**What needs to be done**. Please return the records word for word, starting at the very beginning and ending at the line that contains "62], [126, 62]]", with both of those ends included. Leave the pictures out of your answer.

(Items drawn from a data source)

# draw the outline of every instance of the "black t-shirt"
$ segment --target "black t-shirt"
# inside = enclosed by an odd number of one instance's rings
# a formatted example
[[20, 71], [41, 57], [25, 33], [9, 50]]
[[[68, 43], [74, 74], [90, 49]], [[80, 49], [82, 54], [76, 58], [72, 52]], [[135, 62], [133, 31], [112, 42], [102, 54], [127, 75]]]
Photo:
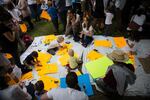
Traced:
[[5, 26], [4, 24], [0, 23], [0, 45], [2, 46], [2, 50], [5, 52], [11, 52], [17, 50], [17, 40], [11, 42], [5, 36], [5, 32], [11, 32], [11, 29]]
[[28, 64], [28, 65], [33, 65], [31, 63], [31, 61], [35, 62], [34, 58], [32, 57], [32, 55], [28, 55], [25, 59], [25, 62]]

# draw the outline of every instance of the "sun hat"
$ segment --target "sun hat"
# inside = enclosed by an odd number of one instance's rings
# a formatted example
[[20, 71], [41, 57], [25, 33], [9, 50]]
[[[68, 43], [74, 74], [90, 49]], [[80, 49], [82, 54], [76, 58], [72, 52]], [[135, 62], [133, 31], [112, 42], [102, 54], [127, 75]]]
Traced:
[[129, 60], [129, 56], [122, 50], [114, 50], [112, 53], [108, 54], [107, 57], [117, 62], [126, 62]]

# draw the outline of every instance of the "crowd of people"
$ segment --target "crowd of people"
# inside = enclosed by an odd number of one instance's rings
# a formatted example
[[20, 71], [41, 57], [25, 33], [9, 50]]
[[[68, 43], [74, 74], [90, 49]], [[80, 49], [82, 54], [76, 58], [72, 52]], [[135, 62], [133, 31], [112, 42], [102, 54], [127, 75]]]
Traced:
[[[30, 65], [38, 65], [38, 54], [33, 51], [20, 62], [18, 45], [24, 51], [33, 41], [27, 32], [22, 32], [20, 24], [27, 22], [27, 31], [34, 29], [36, 22], [41, 21], [42, 11], [51, 17], [55, 33], [60, 34], [59, 23], [63, 25], [63, 35], [73, 37], [75, 42], [84, 47], [93, 41], [94, 33], [103, 32], [105, 36], [113, 35], [117, 31], [120, 35], [126, 32], [131, 40], [143, 33], [148, 33], [150, 27], [150, 7], [148, 0], [1, 0], [0, 1], [0, 99], [1, 100], [88, 100], [88, 96], [81, 91], [77, 75], [71, 70], [81, 70], [82, 61], [74, 56], [70, 49], [68, 74], [66, 83], [68, 88], [44, 90], [42, 81], [38, 81], [31, 94], [23, 82], [19, 82], [22, 74], [32, 70]], [[33, 22], [33, 19], [35, 22]], [[47, 23], [50, 23], [46, 21]], [[113, 26], [115, 28], [113, 29]], [[54, 41], [48, 52], [55, 55], [64, 41], [62, 36]], [[10, 53], [11, 58], [6, 58]], [[99, 88], [106, 93], [123, 95], [128, 84], [133, 84], [136, 76], [131, 64], [125, 64], [129, 59], [122, 51], [113, 51], [107, 55], [114, 64], [108, 68], [103, 79], [96, 79]], [[15, 85], [12, 85], [13, 80]], [[9, 95], [9, 96], [8, 96]]]

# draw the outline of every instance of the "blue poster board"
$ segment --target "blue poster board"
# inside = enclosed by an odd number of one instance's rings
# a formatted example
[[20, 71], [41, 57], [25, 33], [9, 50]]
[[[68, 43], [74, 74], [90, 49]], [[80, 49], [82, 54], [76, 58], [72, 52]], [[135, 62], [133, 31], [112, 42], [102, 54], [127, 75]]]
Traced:
[[[81, 88], [81, 91], [85, 91], [85, 93], [88, 96], [91, 96], [94, 94], [91, 83], [90, 83], [89, 74], [83, 74], [83, 75], [78, 76], [78, 82], [79, 82], [79, 86]], [[67, 87], [66, 78], [60, 79], [60, 87], [61, 88]]]

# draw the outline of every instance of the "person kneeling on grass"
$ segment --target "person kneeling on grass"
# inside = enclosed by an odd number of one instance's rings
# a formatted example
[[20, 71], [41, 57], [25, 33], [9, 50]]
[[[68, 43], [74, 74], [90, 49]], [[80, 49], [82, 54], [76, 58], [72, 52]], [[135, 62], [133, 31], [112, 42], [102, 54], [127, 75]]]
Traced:
[[74, 56], [74, 51], [72, 49], [68, 51], [68, 54], [70, 56], [69, 64], [67, 65], [68, 72], [70, 72], [70, 70], [78, 69], [82, 73], [82, 61]]
[[121, 50], [114, 50], [107, 56], [114, 64], [108, 68], [104, 78], [96, 79], [95, 82], [108, 94], [123, 95], [128, 84], [135, 82], [134, 67], [132, 64], [125, 63], [129, 57]]
[[23, 61], [24, 65], [27, 66], [29, 69], [32, 69], [31, 66], [38, 65], [40, 66], [40, 61], [38, 61], [38, 52], [33, 51], [29, 54], [25, 60]]
[[80, 91], [78, 76], [69, 72], [66, 76], [67, 88], [54, 88], [41, 96], [41, 100], [88, 100], [88, 96]]
[[48, 52], [52, 55], [55, 55], [56, 51], [58, 51], [59, 48], [62, 47], [62, 44], [64, 42], [63, 36], [58, 36], [57, 40], [52, 41], [49, 45]]

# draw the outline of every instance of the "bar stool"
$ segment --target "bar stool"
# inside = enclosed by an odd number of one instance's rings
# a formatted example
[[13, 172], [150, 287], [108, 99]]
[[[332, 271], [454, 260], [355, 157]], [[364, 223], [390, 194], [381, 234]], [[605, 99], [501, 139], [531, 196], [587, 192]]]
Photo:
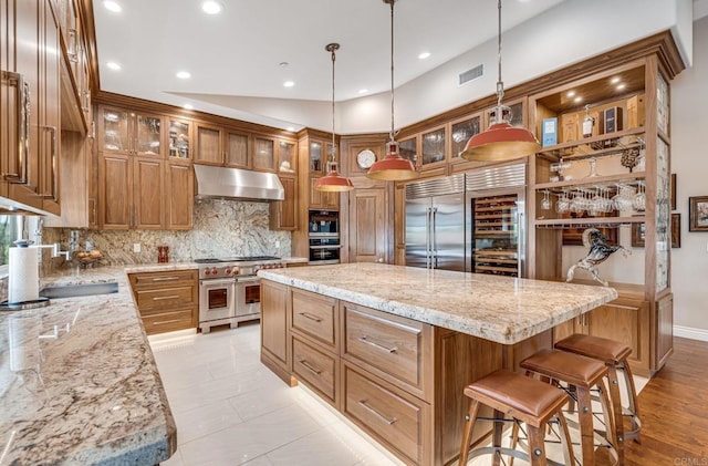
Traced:
[[[632, 349], [624, 343], [615, 340], [604, 339], [593, 335], [573, 334], [558, 343], [555, 348], [562, 351], [568, 351], [575, 354], [582, 354], [587, 358], [593, 358], [605, 363], [607, 366], [607, 373], [610, 374], [610, 391], [614, 403], [615, 410], [615, 423], [618, 425], [618, 441], [620, 446], [623, 445], [625, 439], [634, 439], [636, 443], [641, 442], [639, 433], [642, 431], [642, 421], [639, 418], [639, 406], [637, 404], [637, 392], [634, 385], [634, 377], [632, 376], [632, 369], [627, 358], [632, 354]], [[624, 372], [624, 384], [627, 392], [628, 407], [625, 410], [622, 406], [618, 390], [617, 371]], [[616, 393], [613, 393], [613, 390]], [[623, 416], [629, 418], [631, 429], [624, 432]]]
[[[465, 395], [470, 398], [469, 416], [462, 432], [460, 459], [458, 465], [467, 464], [468, 457], [494, 455], [494, 463], [499, 463], [501, 455], [509, 455], [531, 463], [532, 466], [559, 465], [546, 458], [544, 433], [545, 424], [558, 420], [561, 429], [564, 464], [574, 464], [573, 446], [562, 407], [568, 403], [568, 395], [560, 389], [535, 381], [514, 372], [499, 370], [465, 387]], [[470, 452], [472, 429], [478, 420], [479, 406], [486, 405], [494, 410], [493, 442], [491, 447], [479, 447]], [[506, 418], [506, 415], [512, 420]], [[529, 435], [528, 453], [501, 446], [501, 427], [504, 422], [525, 423]], [[514, 429], [516, 432], [516, 429]], [[516, 439], [516, 438], [514, 438]], [[516, 447], [516, 442], [513, 444]], [[470, 455], [471, 454], [471, 455]]]
[[[595, 464], [595, 441], [606, 447], [613, 464], [620, 463], [614, 414], [607, 396], [604, 380], [607, 367], [602, 362], [580, 354], [559, 350], [541, 350], [521, 361], [527, 374], [539, 374], [561, 386], [566, 384], [571, 400], [577, 401], [577, 424], [580, 427], [583, 465]], [[597, 390], [603, 408], [605, 429], [595, 429], [592, 410], [592, 390]]]

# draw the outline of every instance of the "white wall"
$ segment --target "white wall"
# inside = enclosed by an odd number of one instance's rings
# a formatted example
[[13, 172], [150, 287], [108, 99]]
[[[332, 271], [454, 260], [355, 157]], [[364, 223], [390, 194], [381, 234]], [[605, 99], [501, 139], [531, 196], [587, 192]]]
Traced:
[[[502, 37], [502, 80], [506, 87], [531, 81], [604, 51], [671, 30], [679, 49], [689, 56], [690, 0], [568, 0], [509, 30]], [[611, 14], [608, 13], [611, 12]], [[480, 63], [485, 76], [464, 86], [458, 73]], [[396, 89], [396, 127], [459, 107], [496, 92], [497, 39], [450, 60]], [[344, 134], [375, 133], [391, 127], [388, 95], [342, 102]], [[371, 105], [369, 105], [371, 101]], [[387, 102], [388, 106], [382, 104]], [[383, 108], [382, 114], [363, 107]]]
[[[708, 232], [688, 231], [688, 198], [708, 196], [708, 17], [694, 23], [694, 65], [671, 82], [671, 172], [681, 247], [671, 250], [674, 323], [708, 335]], [[702, 46], [701, 46], [702, 45]]]

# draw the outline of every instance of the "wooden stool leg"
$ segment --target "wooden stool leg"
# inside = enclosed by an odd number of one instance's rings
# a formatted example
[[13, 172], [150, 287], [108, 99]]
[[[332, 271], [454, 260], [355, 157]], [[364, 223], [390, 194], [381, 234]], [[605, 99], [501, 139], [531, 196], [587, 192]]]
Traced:
[[585, 387], [577, 390], [577, 420], [580, 421], [583, 465], [595, 464], [595, 431], [593, 428], [593, 408], [590, 391]]
[[479, 402], [477, 400], [471, 400], [469, 402], [468, 420], [466, 421], [465, 429], [462, 431], [462, 445], [460, 446], [460, 459], [458, 462], [459, 466], [465, 466], [467, 464], [469, 444], [472, 442], [472, 428], [475, 427], [475, 420], [477, 420], [478, 412]]
[[529, 459], [531, 466], [545, 466], [545, 428], [527, 424], [529, 431]]
[[622, 423], [622, 398], [620, 397], [620, 381], [614, 365], [607, 366], [607, 381], [610, 383], [610, 401], [615, 426], [615, 441], [620, 464], [624, 464], [624, 426]]
[[561, 445], [563, 446], [563, 458], [566, 465], [575, 465], [575, 455], [573, 455], [573, 441], [571, 439], [571, 432], [568, 428], [568, 422], [565, 416], [560, 412], [558, 420], [561, 425]]
[[624, 371], [625, 384], [627, 386], [627, 392], [629, 392], [627, 393], [627, 398], [629, 400], [629, 412], [632, 413], [632, 437], [634, 438], [634, 442], [641, 444], [642, 438], [639, 438], [639, 424], [637, 424], [637, 418], [639, 417], [637, 390], [634, 386], [634, 377], [632, 376], [632, 369], [629, 369], [627, 360], [622, 361], [620, 369]]

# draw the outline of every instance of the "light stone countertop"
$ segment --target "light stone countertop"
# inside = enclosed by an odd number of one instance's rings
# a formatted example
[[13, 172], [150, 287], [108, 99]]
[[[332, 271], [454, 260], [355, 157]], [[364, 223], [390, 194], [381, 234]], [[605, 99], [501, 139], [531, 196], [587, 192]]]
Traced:
[[296, 267], [258, 275], [502, 344], [523, 341], [617, 298], [613, 288], [384, 263]]
[[118, 292], [0, 311], [0, 465], [155, 465], [174, 453], [175, 422], [126, 272], [194, 268], [65, 270], [42, 284], [116, 281]]

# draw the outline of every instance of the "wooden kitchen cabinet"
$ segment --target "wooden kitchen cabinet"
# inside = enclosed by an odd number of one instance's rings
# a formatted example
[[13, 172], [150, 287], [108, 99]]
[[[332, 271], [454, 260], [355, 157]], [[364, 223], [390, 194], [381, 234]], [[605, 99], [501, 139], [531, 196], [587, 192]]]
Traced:
[[0, 13], [0, 196], [59, 214], [59, 25], [50, 0], [2, 0]]
[[293, 231], [298, 229], [298, 178], [280, 176], [285, 198], [270, 203], [270, 229]]
[[195, 199], [191, 165], [165, 164], [165, 229], [190, 230]]
[[290, 385], [292, 349], [290, 341], [290, 289], [261, 281], [261, 362]]
[[196, 329], [199, 320], [197, 270], [129, 273], [145, 333]]
[[159, 230], [165, 227], [163, 196], [165, 189], [164, 160], [135, 157], [133, 160], [133, 224], [138, 230]]
[[98, 151], [160, 158], [165, 118], [128, 108], [98, 107]]

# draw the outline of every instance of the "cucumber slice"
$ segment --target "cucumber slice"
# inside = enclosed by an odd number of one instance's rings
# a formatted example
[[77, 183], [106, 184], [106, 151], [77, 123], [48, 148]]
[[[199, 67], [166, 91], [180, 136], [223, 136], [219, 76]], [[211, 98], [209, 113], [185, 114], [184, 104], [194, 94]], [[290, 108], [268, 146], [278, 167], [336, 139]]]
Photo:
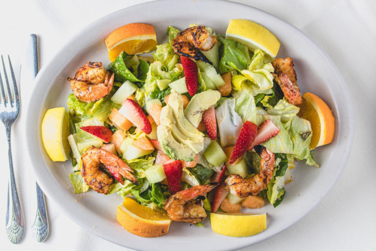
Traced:
[[154, 104], [157, 104], [160, 106], [162, 106], [162, 103], [161, 101], [158, 99], [150, 99], [149, 100], [147, 100], [145, 102], [145, 110], [146, 110], [146, 112], [148, 113], [149, 113], [149, 109], [150, 109], [150, 107], [154, 105]]
[[126, 99], [133, 94], [138, 88], [137, 85], [127, 80], [114, 94], [111, 100], [116, 103], [121, 104]]
[[205, 71], [201, 71], [201, 77], [205, 82], [205, 84], [206, 86], [206, 88], [208, 89], [211, 89], [212, 90], [215, 90], [217, 89], [215, 85], [214, 84], [213, 81], [209, 78], [208, 75], [206, 75]]
[[248, 173], [248, 169], [244, 159], [242, 159], [235, 165], [227, 165], [226, 167], [231, 174], [238, 174], [244, 178]]
[[227, 195], [227, 199], [229, 200], [229, 202], [231, 205], [237, 204], [241, 203], [245, 198], [240, 198], [236, 195], [234, 195], [231, 193], [229, 193]]
[[224, 81], [222, 76], [217, 73], [215, 68], [212, 66], [206, 67], [204, 71], [217, 88], [219, 88], [224, 84]]
[[151, 184], [160, 182], [166, 178], [163, 165], [161, 164], [149, 167], [144, 172], [147, 180]]
[[175, 80], [168, 85], [168, 86], [171, 88], [174, 89], [176, 92], [180, 94], [188, 92], [186, 84], [185, 83], [185, 77], [183, 77], [181, 78], [179, 78], [177, 80]]
[[203, 154], [208, 162], [214, 166], [218, 166], [227, 160], [227, 156], [215, 140], [210, 142]]

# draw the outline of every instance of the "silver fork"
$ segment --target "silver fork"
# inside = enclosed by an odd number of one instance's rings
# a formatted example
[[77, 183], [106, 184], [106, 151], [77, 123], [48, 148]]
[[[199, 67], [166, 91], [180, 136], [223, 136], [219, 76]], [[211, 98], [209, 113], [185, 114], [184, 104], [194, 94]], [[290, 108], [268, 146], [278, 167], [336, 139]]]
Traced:
[[6, 139], [8, 141], [9, 157], [9, 169], [10, 175], [8, 180], [8, 198], [6, 209], [6, 219], [5, 222], [5, 231], [8, 239], [12, 242], [17, 244], [20, 242], [24, 236], [23, 216], [22, 210], [20, 204], [20, 199], [17, 193], [17, 188], [14, 180], [14, 173], [13, 172], [13, 164], [12, 159], [12, 149], [11, 147], [11, 128], [12, 125], [17, 119], [20, 113], [20, 98], [17, 88], [14, 73], [11, 63], [11, 59], [8, 55], [9, 66], [11, 70], [11, 75], [13, 83], [14, 99], [12, 99], [11, 88], [8, 81], [8, 77], [5, 70], [5, 65], [4, 63], [3, 55], [1, 56], [3, 69], [4, 70], [4, 78], [6, 85], [8, 93], [8, 99], [6, 98], [6, 94], [4, 91], [4, 85], [2, 78], [0, 73], [0, 89], [1, 90], [1, 100], [0, 100], [0, 120], [5, 126], [6, 132]]

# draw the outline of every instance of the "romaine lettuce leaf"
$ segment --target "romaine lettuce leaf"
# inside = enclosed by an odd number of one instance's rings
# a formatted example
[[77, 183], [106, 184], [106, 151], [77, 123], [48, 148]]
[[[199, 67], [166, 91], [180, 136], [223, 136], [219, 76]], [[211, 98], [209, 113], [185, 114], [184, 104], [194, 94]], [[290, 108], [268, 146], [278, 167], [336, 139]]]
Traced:
[[219, 49], [220, 73], [221, 74], [234, 69], [239, 71], [246, 69], [251, 62], [248, 47], [219, 35], [217, 35], [217, 39], [221, 43]]
[[156, 61], [162, 62], [163, 70], [166, 71], [172, 70], [179, 59], [179, 56], [174, 53], [172, 46], [168, 43], [157, 45], [153, 56]]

**Solution to this exercise**.
# draw the outline of every instance of the "black t-shirt"
$ segment --target "black t-shirt"
# inside = enclosed by an odd number of one instance's rings
# a formatted example
[[20, 71], [41, 57], [25, 33], [9, 50]]
[[[68, 43], [74, 74], [90, 49]], [[80, 49], [82, 54], [76, 58], [72, 52]], [[135, 62], [133, 31], [112, 42], [102, 54], [127, 75]]]
Photo:
Traced:
[[5, 26], [4, 24], [0, 23], [0, 45], [2, 46], [2, 50], [5, 52], [11, 52], [17, 50], [17, 40], [11, 42], [5, 36], [5, 32], [11, 32], [11, 29]]
[[28, 64], [28, 65], [33, 65], [31, 63], [31, 61], [35, 62], [34, 58], [32, 57], [32, 55], [28, 55], [25, 59], [25, 62]]

# draw the outline of every instance of the "sun hat"
$ segment --target "sun hat"
# inside = enclosed by an odd number of one instance's rings
# a formatted example
[[20, 71], [41, 57], [25, 33], [9, 50]]
[[[68, 43], [74, 74], [90, 49]], [[80, 49], [82, 54], [76, 58], [72, 52]], [[135, 62], [133, 31], [112, 42], [102, 54], [127, 75]]]
Traced:
[[129, 60], [129, 56], [122, 50], [114, 50], [112, 53], [108, 54], [107, 57], [117, 62], [126, 62]]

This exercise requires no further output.